» **Excerpted text**:
STRUT Dance magnificently transports audiences to the twilight zone through a sensory theatrical experience grounded in nostalgia.

Did you know Dalkeith’s Sunset Heritage Precinct is home to the first talking cinema in the state? Or that it was established as the Claremont Old Men’s Home back in the early 1900s? A precinct steeped in history, it seemed only fitting that its first arts performance would bring this nostalgia back to the fore.


With the assistance of roaming theatre expert Maxine Doyle, STRUT Dance presents an intriguing art piece that melds live music, theatrics and explosive movement together under the roof of an old Art Deco building. The result is a performance that lingers between the present world, the twilight zone and the afterlife.


The night begins around an old gnarled tree covered in festoon lights. To the music of a solo violinist, guests are picked, one by one, and led through the dimly lit precinct. They enter a building and walk between rooms filled with mounds of dirt and sprouting flowers, through a teacup-clad kitchen, and into a grand old hall.


Guests take a seat on one of the many chairs placed at random within the auditorium, a beautiful old Art Deco building with a stage masked behind a pale green curtain. Poking out from the hall’s windows are gum leaves, branches and foliage – an ode to the precinct’s previously condemned fate.


Old tunes fill the hall as guests shuffle to their seats. A mini pantomime takes place on the old theatre stage, before STRUT Dance’s dancers work their way around the auditorium, activating different spaces as they go. They turn the hall’s kitchen into a dance space, playing with jars of flour through the kitchen’s service hatch. They move in haunting synchronicity, outside the building’s windows, in an eerie interpretation of a supernatural world. And they slide down the middle of the room, colliding with each other like lost souls trying to get to a different world.

» **Source material**:

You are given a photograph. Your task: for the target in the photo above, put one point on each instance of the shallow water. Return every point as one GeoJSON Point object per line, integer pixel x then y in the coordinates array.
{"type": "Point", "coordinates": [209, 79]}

» **Work item A**:
In the STRUT Dance review, reproduce everything from "The night begins" down to "grand old hall.".
» **Work item B**:
According to the STRUT Dance review, who assisted STRUT Dance with this performance?

» **Result A**:
The night begins around an old gnarled tree covered in festoon lights. To the music of a solo violinist, guests are picked, one by one, and led through the dimly lit precinct. They enter a building and walk between rooms filled with mounds of dirt and sprouting flowers, through a teacup-clad kitchen, and into a grand old hall.

» **Result B**:
Roaming theatre expert Maxine Doyle.